_GOAL 1_
In the forum thread about JavaScript functions that return functions, what does the reply say that value = value * 16807 changes?
_GOAL 2_
Write out the passage of the forum thread about JavaScript functions that return functions, starting at "Answers (3)" and ending at "the last call.".

_TEXT SECTION_
————

CODEWITHSUNDEEP
javascript
user10467090
user10467090

Reputation:

how does functions that return function work?

I expect that every time I call the function it will pass 1 as the value of seed parameter and so that value = 1 * 16807 in returned function so the result of every call will be 16807 I don't understand how this function work

 function pseudoRandom(seed) {
  let value = seed;

  return function() {
    value = value * 16807;
    return value;
  }
}

let generator = pseudoRandom(1);
alert(generator()); // 16807
alert(generator()); // 282475249
alert(generator()); // 1622650073

Upvotes: 0

Views: 95

Answers (3)

jirassimok
jirassimok

Reputation: 4253

When you set value = value * 16807, it changes the the variable in generator's closure, so each call to generator sees the value set by the last call.

————

_DATA_
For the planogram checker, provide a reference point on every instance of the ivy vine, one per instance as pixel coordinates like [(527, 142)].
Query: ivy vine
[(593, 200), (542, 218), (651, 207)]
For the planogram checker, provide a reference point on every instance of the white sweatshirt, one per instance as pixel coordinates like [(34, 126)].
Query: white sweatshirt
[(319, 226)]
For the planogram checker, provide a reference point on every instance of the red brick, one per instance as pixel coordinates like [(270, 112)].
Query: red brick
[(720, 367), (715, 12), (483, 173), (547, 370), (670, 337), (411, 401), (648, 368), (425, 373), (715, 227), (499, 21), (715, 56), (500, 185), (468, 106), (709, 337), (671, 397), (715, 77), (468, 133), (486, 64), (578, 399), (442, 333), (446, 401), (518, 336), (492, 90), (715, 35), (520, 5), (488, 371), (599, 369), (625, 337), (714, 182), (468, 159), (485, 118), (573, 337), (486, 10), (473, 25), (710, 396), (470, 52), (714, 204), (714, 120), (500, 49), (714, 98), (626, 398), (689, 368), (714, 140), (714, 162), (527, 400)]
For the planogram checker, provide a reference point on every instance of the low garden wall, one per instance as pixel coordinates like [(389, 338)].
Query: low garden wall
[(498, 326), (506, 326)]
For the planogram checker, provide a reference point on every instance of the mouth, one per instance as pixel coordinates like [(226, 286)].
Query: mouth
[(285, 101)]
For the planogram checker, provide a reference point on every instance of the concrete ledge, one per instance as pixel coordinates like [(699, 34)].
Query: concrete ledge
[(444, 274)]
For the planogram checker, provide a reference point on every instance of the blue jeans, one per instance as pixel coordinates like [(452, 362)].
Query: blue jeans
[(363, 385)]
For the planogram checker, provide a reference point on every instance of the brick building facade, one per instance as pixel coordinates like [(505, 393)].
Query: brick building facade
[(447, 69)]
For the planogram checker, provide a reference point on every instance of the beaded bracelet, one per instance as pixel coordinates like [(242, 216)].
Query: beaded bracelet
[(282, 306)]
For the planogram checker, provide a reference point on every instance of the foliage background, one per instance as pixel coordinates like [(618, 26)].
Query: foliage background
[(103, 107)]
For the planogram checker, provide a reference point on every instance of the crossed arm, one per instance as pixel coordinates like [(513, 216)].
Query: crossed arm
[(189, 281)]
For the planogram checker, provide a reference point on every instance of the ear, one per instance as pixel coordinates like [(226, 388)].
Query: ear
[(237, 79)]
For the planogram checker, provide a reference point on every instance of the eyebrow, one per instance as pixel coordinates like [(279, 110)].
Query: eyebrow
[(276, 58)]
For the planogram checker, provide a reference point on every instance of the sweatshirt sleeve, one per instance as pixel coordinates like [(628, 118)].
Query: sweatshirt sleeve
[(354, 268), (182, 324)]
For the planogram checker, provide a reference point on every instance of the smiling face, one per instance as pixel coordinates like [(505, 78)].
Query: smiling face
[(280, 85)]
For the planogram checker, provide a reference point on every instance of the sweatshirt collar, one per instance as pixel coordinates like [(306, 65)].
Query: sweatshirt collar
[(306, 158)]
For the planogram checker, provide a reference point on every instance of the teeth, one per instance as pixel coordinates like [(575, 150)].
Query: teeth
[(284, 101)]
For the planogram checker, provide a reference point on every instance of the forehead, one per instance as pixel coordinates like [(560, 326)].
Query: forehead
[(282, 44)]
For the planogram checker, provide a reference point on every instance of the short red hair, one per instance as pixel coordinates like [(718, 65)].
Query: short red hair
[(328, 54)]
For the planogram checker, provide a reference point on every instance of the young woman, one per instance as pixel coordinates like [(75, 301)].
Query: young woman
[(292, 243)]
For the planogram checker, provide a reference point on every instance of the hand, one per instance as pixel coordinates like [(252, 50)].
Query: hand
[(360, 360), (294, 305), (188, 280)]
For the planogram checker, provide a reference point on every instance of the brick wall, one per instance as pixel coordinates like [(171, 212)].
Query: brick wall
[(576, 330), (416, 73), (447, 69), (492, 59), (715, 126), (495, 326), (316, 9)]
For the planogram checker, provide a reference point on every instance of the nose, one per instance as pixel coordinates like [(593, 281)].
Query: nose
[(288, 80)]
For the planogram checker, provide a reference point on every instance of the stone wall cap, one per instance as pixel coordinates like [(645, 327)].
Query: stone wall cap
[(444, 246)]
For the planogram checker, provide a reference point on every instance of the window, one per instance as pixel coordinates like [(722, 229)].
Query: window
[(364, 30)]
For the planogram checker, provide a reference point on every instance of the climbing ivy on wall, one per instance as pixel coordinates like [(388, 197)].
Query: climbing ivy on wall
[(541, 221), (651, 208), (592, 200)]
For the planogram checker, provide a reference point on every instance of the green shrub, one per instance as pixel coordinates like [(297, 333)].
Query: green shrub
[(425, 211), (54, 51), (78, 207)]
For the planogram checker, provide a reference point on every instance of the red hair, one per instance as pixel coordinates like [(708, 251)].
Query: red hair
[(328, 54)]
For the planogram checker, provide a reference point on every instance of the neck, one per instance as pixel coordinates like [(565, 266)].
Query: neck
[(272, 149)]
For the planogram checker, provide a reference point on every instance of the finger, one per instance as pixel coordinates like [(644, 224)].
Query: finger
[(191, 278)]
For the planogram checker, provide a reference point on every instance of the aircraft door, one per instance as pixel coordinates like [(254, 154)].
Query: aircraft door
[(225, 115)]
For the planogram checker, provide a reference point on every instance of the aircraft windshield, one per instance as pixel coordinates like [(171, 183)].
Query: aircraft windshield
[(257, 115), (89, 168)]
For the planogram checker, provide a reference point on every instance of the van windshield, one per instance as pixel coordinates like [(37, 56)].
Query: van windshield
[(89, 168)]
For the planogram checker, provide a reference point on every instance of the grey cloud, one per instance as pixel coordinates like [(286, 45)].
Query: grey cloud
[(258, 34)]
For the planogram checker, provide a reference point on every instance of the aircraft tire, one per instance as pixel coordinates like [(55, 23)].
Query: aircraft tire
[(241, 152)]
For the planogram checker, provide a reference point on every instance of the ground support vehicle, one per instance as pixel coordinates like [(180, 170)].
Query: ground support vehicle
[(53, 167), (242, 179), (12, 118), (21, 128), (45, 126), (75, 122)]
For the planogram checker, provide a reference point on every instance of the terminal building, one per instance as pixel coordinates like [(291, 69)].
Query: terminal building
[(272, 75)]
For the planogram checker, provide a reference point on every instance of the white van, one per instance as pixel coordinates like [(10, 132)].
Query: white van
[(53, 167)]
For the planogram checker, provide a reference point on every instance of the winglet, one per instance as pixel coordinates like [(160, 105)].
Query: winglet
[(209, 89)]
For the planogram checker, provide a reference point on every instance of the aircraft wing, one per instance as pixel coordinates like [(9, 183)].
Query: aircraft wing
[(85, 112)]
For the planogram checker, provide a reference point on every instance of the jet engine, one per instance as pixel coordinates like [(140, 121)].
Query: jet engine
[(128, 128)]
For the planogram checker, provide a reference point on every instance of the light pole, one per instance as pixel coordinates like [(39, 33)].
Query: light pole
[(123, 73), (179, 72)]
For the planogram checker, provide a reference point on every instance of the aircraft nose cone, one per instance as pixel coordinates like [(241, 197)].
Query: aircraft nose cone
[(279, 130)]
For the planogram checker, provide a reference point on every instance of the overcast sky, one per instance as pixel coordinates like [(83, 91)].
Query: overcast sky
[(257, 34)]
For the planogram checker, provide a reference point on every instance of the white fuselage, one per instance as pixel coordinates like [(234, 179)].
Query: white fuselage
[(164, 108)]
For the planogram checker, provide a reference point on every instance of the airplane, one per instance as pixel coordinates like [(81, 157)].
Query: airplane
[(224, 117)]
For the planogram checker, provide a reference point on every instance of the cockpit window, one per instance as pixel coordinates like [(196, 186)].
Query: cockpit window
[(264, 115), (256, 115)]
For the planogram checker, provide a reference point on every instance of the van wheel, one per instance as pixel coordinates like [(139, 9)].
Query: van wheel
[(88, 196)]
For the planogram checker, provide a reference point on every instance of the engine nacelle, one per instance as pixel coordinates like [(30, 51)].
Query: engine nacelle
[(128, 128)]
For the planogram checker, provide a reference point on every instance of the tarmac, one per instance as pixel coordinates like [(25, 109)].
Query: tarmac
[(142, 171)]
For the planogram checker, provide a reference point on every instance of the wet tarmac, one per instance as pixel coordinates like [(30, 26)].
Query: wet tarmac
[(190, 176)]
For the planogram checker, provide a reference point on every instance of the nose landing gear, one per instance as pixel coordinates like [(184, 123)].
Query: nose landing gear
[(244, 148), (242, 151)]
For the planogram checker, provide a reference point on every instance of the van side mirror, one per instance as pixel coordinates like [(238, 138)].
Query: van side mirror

————

_EXERCISE RESPONSE 1_
It changes the variable in generator's closure.

_EXERCISE RESPONSE 2_
Answers (3)

jirassimok
jirassimok

Reputation: 4253

When you set value = value * 16807, it changes the the variable in generator's closure, so each call to generator sees the value set by the last call.